- Task requirements:
Each entry that follows needs to be written out exactly, with nothing left out.

- Data listing:
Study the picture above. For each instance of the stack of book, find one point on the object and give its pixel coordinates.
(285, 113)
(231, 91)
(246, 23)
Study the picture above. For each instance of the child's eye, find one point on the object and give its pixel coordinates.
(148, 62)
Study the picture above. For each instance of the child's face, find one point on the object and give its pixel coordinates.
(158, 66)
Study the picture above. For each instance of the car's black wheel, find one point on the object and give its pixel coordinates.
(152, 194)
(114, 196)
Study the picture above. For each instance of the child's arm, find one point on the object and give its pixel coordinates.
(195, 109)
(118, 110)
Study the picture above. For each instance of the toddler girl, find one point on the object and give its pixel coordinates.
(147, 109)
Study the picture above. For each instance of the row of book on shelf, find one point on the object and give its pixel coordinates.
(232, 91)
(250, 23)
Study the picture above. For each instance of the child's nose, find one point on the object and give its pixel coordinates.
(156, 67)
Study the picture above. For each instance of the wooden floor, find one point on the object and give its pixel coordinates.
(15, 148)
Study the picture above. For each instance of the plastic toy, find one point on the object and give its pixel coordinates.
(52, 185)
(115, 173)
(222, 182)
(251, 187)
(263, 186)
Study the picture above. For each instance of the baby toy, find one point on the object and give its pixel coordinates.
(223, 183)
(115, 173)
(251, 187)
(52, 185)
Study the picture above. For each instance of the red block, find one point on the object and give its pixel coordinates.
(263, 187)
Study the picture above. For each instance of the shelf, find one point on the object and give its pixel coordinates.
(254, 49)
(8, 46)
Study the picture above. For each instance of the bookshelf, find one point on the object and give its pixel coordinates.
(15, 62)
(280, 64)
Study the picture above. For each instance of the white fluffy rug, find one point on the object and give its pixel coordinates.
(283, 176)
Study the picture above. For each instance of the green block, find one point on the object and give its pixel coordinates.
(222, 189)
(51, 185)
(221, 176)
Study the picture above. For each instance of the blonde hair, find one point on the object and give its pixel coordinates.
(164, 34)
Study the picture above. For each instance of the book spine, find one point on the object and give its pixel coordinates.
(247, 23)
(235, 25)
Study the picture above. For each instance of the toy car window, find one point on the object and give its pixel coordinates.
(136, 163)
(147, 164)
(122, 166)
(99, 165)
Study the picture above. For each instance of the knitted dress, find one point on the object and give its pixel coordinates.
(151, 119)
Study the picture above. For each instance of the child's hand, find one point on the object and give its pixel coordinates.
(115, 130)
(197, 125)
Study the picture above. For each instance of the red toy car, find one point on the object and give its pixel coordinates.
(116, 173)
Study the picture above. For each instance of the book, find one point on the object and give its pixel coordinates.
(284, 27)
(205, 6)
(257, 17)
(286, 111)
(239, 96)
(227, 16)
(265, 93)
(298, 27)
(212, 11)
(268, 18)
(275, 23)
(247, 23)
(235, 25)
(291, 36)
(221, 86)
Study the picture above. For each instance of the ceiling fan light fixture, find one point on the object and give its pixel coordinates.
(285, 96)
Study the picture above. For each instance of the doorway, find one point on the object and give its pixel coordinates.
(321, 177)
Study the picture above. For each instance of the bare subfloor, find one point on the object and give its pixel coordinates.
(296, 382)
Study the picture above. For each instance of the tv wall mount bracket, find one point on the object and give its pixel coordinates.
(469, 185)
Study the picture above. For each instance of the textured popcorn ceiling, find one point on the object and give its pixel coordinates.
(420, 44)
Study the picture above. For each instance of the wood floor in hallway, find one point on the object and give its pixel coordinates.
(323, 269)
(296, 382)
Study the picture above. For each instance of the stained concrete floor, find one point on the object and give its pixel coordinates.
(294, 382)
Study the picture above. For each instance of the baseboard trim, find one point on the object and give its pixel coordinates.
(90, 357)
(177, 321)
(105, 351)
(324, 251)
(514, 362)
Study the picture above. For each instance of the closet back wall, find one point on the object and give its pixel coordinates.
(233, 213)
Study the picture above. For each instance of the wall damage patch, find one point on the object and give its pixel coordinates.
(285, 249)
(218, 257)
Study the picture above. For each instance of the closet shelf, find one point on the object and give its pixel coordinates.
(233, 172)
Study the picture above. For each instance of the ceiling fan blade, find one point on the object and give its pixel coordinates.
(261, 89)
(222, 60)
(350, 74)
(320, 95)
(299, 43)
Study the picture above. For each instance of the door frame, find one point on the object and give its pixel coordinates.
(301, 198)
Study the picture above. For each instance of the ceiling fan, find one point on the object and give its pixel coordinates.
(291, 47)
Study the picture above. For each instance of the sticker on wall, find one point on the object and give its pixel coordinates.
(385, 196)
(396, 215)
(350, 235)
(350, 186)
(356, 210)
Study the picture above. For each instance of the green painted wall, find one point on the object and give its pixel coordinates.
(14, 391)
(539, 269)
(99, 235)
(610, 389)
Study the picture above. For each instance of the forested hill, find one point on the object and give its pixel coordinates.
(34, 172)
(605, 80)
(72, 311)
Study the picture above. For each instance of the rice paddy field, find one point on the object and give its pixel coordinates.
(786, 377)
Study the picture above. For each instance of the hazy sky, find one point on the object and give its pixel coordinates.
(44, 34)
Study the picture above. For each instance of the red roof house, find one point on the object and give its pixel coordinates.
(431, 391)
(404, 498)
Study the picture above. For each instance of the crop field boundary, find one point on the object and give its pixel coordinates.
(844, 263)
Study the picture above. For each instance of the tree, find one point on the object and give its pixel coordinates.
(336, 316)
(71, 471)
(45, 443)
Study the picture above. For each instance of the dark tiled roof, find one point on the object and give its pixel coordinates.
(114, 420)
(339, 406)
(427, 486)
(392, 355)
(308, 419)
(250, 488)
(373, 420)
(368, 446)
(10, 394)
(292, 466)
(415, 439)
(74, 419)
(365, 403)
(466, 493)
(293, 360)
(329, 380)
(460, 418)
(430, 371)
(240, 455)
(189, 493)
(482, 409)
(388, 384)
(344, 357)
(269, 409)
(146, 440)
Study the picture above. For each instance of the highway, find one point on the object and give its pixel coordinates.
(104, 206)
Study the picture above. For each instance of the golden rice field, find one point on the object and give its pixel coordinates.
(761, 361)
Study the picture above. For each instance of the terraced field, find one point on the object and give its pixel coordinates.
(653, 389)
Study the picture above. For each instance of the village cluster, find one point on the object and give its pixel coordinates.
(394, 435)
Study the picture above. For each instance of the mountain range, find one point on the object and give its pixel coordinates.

- Result:
Study the picture above. For each instance of the stack of book, find one point on the object and give its pixel coordinates.
(285, 113)
(231, 91)
(246, 23)
Study the picture above. For each instance of the child's eye, find one point on the object and give its pixel coordinates.
(148, 62)
Study the picture above. For each instance of the child's face, find one point on the object and give its pixel coordinates.
(158, 66)
Study the picture above. For each instance of the car's black wheel, find one point on the object and give its pixel coordinates.
(152, 194)
(114, 196)
Study the picture above. For each instance of the child's arm, find one point on the object and give its pixel coordinates.
(195, 109)
(118, 110)
Study the picture above. For each instance of the toddler girl, find one point on the object and give its pixel coordinates.
(147, 109)
Study the picture above. For each instance of the row of book on shelf, find one point on the object and give its pixel coordinates.
(232, 91)
(250, 23)
Study the picture above. For each instance of the child's nose, find one point on the object and give its pixel coordinates.
(156, 67)
Study the picture above. For each instance of the wooden floor, find one point on the object and give its pixel coordinates.
(15, 148)
Study the picture above. For each instance of the plastic toy, find one point on the object and give its pixel coordinates.
(52, 185)
(115, 173)
(222, 182)
(251, 187)
(263, 186)
Study the picture above. For each instance of the baby toy, find one point on the object and give its pixel coordinates.
(223, 183)
(115, 173)
(251, 187)
(52, 185)
Study the picture above. For each instance of the red block, find one point on the object and give its pixel coordinates.
(263, 187)
Study the picture above. For each instance of the shelf, find one point on the object and give its pixel coordinates.
(254, 49)
(8, 46)
Study the picture above. For each instance of the bookshelf, find one point on the object and give its pixel coordinates.
(15, 62)
(280, 64)
Study the picture above. For each instance of the white fluffy rug, find one point on the object and give its pixel coordinates.
(283, 176)
Study the picture above. For each instance of the green block, find one point on the object and give its pixel coordinates.
(222, 189)
(51, 185)
(221, 176)
Study the picture above. For each instance of the blonde hair, find one point on the object and give its pixel coordinates.
(164, 34)
Study the picture above. For each instance of the book spine, find one point on the object and give its pixel coordinates.
(247, 23)
(235, 25)
Study the picture above. For each instance of the toy car window, find one point on the object and give its pixel coordinates.
(136, 163)
(147, 164)
(122, 166)
(99, 165)
Study the picture above. For each instance of the knitted dress, find one point on the object and give its pixel coordinates.
(151, 119)
Study the picture above. For each instance of the child's hand, find one point on the object and give its pixel coordinates.
(115, 130)
(197, 125)
Study the picture above. For each instance of the red toy car, find one point on the object and give its pixel coordinates.
(116, 173)
Study the picture above. For each instance of the book, find one point on the object and give its pixel coordinates.
(284, 27)
(205, 6)
(257, 17)
(286, 111)
(239, 96)
(227, 16)
(265, 93)
(298, 27)
(212, 11)
(268, 18)
(275, 23)
(247, 23)
(235, 25)
(291, 36)
(221, 86)
Study the picture above. For each instance of the ceiling fan light fixture, find one point on the object and give its pixel coordinates.
(285, 96)
Study the picture above. For each instance of the doorway, find one point on the object and give its pixel coordinates.
(321, 177)
Study the picture above. For each instance of the bare subfloor, find one point on the object and give its pixel coordinates.
(296, 382)
Study the picture above. For each instance of the tv wall mount bracket, find one point on the object and give its pixel coordinates.
(469, 185)
Study the picture above. For each instance of the textured popcorn ceiling, find one point on the object and give its pixel coordinates.
(420, 44)
Study the picture above. For each instance of the wood floor in hallway, find one point on the object and give its pixel coordinates.
(323, 269)
(296, 382)
Study the picture above. For each instance of the stained concrete floor, find one point on the object and give its pixel coordinates.
(294, 382)
Study the picture above. For each instance of the baseboard trim, find one point on the object and give its pixel coordinates.
(90, 357)
(177, 321)
(105, 351)
(324, 251)
(514, 362)
Study the picture above. For each instance of the closet back wall, find one point on the object and give its pixel coordinates.
(233, 213)
Study the picture above. For each instance of the wall damage patch, find one point on the object and give its pixel coordinates.
(285, 249)
(218, 257)
Study the picture above. For each instance of the closet shelf, find one point on the object and give its pixel coordinates.
(233, 172)
Study the picture above. For each instance of the ceiling fan blade, find one point on the object and give its pixel coordinates.
(261, 89)
(222, 60)
(350, 74)
(320, 95)
(299, 43)
Study the picture above. For each instance of the door frame, find one point on the object and give its pixel coordinates.
(301, 198)
Study the picture above. For each instance of the ceiling fan, find one point on the object and give its pixel coordinates.
(291, 47)
Study the picture above. For each instance of the sticker on wall, find one point on the object and give its pixel coordinates.
(385, 196)
(396, 215)
(350, 235)
(350, 186)
(356, 210)
Study the picture above. For each instance of the green painted wall, find one point on the object and give its pixel coordinates.
(14, 391)
(539, 269)
(99, 235)
(610, 389)
Study the picture above. For each instance of the forested hill, find one point on the object and give its pixel coordinates.
(34, 172)
(605, 80)
(72, 311)
Study the picture above. For each instance of the rice paddy field, find one point on the object and give its pixel coordinates.
(786, 377)
Study the picture above. For each instance of the hazy sky, find one point on the object and give its pixel coordinates.
(44, 34)
Study the picture above. For each instance of the red roof house, find one point on the object and give its pixel coordinates.
(431, 391)
(404, 498)
Study the picture above. For each instance of the crop field boundary, find one point on the object and give its pixel coordinates.
(844, 263)
Study the picture above. For each instance of the tree, find one point on the object and give its pixel coordinates.
(336, 316)
(71, 471)
(45, 443)
Study the picture above. For each instance of the dark tiled roof, find one point on the object and give its pixel coordinates.
(114, 420)
(339, 406)
(427, 486)
(392, 355)
(308, 419)
(250, 488)
(373, 420)
(368, 446)
(10, 394)
(292, 466)
(415, 439)
(74, 419)
(365, 403)
(466, 493)
(293, 360)
(329, 380)
(460, 418)
(430, 371)
(240, 455)
(189, 493)
(482, 409)
(388, 384)
(344, 357)
(269, 409)
(146, 440)
Study the picture above. For each instance of the highway, find one point on the object and give its pixel coordinates.
(104, 206)
Study the picture above. For each instance of the golden rice field, find one point on the object and give its pixel coordinates.
(761, 361)
Study the picture above. For each instance of the terraced field, find one point on the object and give its pixel coordinates.
(653, 389)
Study the picture above. For each instance of the village cluster, find one point on the object and give its pixel coordinates.
(394, 435)
Study the picture above. For each instance of the mountain range, find one point on the object and give its pixel coordinates.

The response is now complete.